## TEXT SHOWN
Beating Belichick: What Can the Dolphins Do to Slow Down the Patriots?
For the first time in nearly a decade, Miami Dolphins fans have been and should be elated to watch Miami football into January. Now that the 10-5 Dolphins have clinched a playoff berth after winning 9 of their last 10 games, they can rest easy knowing that they have a playoff spot on lockdown. Actually, they can’t. Not when they’re to face off against the 13-2 New England Patriots anyway. First, the Patriots will not be resting their starters, as such a concept is entirely foreign to Bill Belichick. Second, the Patriots will be playing to secure the 1st overall seed in the AFC and the home field advantage throughout the playoffs that come with it. Considering the fact that the Patriots have not won a road playoff game since 2006, I’d wager they’d like to ensure the need never arises.
Like the Patriots, the Dolphins are also playing for more than just pride. Miami can still advance to the 5th seed with a victory over New England and a Kansas City loss to San Diego. Though they don’t control their destiny, any chance at playing the Tom Savage led Houston Texans over the fearsome trio of Le’Veon Bell, Antonio Brown and Ben Roethlisberger in Pittsburgh should and will be taken seriously. The problem still stands: how does this team defeat this year’s iteration of the New England Patriots?

## OBJECTIVES
1. Set down the passage of the Dolphins–Patriots article word for word, beginning at the words "Beating Belichick: What" and stopping after "need never arises.".
2. State whether each statement agrees with the Dolphins–Patriots article, answering yes or no and quoting the deciding words: (a) The Dolphins won 9 of their last 10 games. (b) The Patriots have won a road playoff game since 2006. (c) Miami controls its own destiny in the race for the 5th seed.
The records have no connection to the article on the Dolphins and the Patriots.

[Object location annotation records]
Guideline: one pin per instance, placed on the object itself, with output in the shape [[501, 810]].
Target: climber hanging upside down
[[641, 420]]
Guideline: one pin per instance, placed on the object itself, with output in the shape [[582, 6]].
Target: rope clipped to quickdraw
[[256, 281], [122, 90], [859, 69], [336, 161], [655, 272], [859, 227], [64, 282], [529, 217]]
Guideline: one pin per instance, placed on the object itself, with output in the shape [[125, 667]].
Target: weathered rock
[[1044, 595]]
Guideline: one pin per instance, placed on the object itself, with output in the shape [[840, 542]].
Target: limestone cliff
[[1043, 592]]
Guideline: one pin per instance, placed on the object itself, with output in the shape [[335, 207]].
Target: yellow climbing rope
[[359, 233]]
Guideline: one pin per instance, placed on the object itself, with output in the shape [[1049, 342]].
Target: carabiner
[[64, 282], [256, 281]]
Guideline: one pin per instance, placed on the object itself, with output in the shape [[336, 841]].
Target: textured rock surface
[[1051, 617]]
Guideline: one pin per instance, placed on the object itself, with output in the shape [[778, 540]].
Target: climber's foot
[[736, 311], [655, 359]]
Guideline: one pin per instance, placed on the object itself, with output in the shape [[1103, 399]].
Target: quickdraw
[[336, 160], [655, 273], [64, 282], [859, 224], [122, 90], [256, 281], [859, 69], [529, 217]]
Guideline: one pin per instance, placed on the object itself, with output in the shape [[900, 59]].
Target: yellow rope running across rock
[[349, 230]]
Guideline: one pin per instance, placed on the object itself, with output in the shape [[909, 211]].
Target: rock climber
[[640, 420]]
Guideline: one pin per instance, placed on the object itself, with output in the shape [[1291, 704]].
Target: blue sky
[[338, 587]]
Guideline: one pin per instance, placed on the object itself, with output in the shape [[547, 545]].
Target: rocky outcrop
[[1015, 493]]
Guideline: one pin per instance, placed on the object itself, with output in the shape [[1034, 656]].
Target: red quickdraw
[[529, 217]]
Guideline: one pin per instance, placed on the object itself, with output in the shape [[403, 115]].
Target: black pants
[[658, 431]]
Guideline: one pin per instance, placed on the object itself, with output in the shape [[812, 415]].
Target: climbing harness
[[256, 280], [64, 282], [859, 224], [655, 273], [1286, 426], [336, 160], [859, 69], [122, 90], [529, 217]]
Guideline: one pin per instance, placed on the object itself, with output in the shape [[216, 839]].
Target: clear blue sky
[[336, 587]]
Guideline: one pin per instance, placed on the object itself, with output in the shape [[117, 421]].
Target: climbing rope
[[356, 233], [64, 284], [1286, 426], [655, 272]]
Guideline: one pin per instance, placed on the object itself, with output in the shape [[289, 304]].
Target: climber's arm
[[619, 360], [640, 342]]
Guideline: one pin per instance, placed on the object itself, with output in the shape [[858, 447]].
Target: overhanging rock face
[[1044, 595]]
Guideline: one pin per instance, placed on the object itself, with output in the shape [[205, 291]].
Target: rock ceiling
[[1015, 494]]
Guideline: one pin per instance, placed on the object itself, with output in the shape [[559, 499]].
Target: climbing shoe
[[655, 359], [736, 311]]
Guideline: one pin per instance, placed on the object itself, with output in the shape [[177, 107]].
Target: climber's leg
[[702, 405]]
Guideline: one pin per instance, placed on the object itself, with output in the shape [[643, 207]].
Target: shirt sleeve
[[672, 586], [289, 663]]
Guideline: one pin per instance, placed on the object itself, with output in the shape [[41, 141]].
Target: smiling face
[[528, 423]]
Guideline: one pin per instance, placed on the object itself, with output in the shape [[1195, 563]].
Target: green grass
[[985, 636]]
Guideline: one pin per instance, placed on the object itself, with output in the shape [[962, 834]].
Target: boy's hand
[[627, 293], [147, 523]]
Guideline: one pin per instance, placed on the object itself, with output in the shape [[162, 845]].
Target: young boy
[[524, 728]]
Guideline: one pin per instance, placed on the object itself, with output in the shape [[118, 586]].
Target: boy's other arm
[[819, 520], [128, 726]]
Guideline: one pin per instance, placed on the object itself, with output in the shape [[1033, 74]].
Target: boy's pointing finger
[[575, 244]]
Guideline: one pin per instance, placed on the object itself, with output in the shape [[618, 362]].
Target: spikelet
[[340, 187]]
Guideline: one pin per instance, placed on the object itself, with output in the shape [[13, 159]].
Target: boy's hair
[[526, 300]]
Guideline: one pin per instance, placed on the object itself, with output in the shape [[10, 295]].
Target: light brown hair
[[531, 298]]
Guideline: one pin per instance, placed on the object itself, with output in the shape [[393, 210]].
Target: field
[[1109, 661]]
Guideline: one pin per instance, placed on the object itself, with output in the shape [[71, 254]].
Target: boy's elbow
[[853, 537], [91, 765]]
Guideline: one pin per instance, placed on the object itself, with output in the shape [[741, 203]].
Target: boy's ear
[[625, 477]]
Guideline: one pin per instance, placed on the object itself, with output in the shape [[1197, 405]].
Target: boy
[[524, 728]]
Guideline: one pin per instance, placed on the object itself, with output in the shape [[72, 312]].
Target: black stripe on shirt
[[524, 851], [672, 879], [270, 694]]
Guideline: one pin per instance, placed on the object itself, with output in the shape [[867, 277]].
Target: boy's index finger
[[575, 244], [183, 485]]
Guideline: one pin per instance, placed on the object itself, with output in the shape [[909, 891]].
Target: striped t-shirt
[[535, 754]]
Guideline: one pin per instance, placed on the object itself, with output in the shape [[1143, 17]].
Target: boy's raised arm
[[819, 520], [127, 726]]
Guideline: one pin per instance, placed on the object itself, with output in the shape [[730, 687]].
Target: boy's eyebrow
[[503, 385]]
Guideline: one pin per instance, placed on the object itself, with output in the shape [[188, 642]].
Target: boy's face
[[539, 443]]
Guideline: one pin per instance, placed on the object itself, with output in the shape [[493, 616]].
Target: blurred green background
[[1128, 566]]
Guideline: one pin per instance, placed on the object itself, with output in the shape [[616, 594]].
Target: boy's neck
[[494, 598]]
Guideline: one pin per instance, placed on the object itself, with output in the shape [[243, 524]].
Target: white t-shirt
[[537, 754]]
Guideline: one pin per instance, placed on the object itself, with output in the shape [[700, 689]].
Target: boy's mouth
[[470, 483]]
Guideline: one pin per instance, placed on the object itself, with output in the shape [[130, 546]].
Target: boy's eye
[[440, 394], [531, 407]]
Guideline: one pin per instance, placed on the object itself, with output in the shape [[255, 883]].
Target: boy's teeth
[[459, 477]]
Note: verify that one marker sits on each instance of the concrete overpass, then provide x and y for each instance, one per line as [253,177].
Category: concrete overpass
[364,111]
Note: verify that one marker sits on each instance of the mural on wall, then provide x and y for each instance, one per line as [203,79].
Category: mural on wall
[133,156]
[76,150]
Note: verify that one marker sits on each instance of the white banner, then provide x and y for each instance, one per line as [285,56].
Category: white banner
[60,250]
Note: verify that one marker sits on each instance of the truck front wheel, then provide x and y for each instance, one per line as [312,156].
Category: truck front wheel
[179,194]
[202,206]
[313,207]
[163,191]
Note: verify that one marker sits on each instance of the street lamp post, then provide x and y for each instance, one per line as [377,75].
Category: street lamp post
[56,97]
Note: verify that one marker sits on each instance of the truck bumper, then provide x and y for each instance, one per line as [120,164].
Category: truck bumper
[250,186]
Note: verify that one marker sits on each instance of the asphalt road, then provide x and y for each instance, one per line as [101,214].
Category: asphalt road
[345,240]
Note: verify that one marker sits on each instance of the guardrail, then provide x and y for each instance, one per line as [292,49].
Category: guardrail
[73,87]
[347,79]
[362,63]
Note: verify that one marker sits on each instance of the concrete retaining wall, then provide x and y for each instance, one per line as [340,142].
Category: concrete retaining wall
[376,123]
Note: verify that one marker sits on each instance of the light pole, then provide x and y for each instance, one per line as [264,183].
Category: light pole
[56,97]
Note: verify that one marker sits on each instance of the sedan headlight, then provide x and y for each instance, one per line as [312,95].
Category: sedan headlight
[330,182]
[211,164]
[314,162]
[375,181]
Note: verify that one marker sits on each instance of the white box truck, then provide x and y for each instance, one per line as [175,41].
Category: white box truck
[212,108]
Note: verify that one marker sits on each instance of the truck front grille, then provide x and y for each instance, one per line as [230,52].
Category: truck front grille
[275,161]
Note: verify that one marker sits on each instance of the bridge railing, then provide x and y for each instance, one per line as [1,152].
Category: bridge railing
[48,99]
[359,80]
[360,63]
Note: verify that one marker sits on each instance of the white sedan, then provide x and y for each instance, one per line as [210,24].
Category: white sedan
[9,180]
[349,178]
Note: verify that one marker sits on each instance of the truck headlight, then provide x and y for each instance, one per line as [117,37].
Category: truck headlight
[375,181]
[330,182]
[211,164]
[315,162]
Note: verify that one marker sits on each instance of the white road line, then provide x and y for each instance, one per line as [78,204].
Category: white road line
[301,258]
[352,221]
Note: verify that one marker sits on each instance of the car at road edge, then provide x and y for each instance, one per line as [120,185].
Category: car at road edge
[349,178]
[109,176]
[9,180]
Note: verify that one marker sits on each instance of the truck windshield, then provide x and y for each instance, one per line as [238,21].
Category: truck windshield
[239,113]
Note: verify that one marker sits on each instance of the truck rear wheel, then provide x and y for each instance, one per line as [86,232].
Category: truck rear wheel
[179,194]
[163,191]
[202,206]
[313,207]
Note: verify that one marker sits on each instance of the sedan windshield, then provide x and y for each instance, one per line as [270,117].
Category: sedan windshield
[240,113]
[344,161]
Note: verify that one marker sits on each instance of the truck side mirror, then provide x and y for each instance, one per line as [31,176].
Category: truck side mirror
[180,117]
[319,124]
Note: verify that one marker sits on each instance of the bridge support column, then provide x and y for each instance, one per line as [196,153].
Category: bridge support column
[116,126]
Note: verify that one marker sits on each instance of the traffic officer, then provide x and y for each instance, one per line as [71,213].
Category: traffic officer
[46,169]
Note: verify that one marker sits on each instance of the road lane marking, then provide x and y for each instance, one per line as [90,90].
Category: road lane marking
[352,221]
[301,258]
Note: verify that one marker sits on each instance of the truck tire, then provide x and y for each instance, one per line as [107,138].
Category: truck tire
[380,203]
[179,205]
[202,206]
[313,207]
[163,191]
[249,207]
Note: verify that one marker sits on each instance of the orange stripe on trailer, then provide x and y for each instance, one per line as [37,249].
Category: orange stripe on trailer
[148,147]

## THE RESPONSES
1.
Beating Belichick: What Can the Dolphins Do to Slow Down the Patriots?
For the first time in nearly a decade, Miami Dolphins fans have been and should be elated to watch Miami football into January. Now that the 10-5 Dolphins have clinched a playoff berth after winning 9 of their last 10 games, they can rest easy knowing that they have a playoff spot on lockdown. Actually, they can’t. Not when they’re to face off against the 13-2 New England Patriots anyway. First, the Patriots will not be resting their starters, as such a concept is entirely foreign to Bill Belichick. Second, the Patriots will be playing to secure the 1st overall seed in the AFC and the home field advantage throughout the playoffs that come with it. Considering the fact that the Patriots have not won a road playoff game since 2006, I’d wager they’d like to ensure the need never arises.

2.
(a) Yes: "after winning 9 of their last 10 games"
(b) No: "the Patriots have not won a road playoff game since 2006"
(c) No: "Though they don’t control their destiny"